>> Start Text extract
2010-08-15 Thread Don Armstrong
On Sun, 15 Aug 2010, Guus Sliepen wrote:
> I think that if people are actively opening and closing bugs (in
> that order) with the same Version tag, they expect the bug to be
> closed. I also do not think that there is any danger in having it
> marked as closed, it can always be reopened later.

The danger is that packages can transition without a bug having
actually been fixed. It's always conservative to have open have
precedence over closed. [When was the last time that you looked
specifically for bugs which were erroneously closed without also
seeing the behavoir that the bug caused?]
 
> How often, when a bug is opened and closed with the same Version
> tag, was one of the two Version tags really wrong?

First off, these are found and fixed versions that we're talking
about; "tags" are something else entirely.
>> End Text extract
>> Start Source data
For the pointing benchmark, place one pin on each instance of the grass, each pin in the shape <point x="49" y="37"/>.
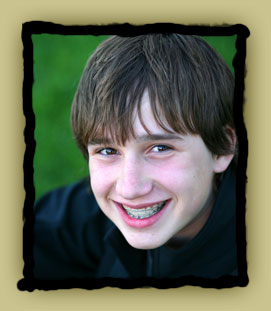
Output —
<point x="58" y="64"/>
>> End Source data
Exercise objective: Rewrite the mailing list reply between "The danger is" and "something else entirely.", inclusive, putting "priority" wherever "precedence" appears.

Response:
The danger is that packages can transition without a bug having
actually been fixed. It's always conservative to have open have
priority over closed. [When was the last time that you looked
specifically for bugs which were erroneously closed without also
seeing the behavoir that the bug caused?]
 
> How often, when a bug is opened and closed with the same Version
> tag, was one of the two Version tags really wrong?

First off, these are found and fixed versions that we're talking
about; "tags" are something else entirely.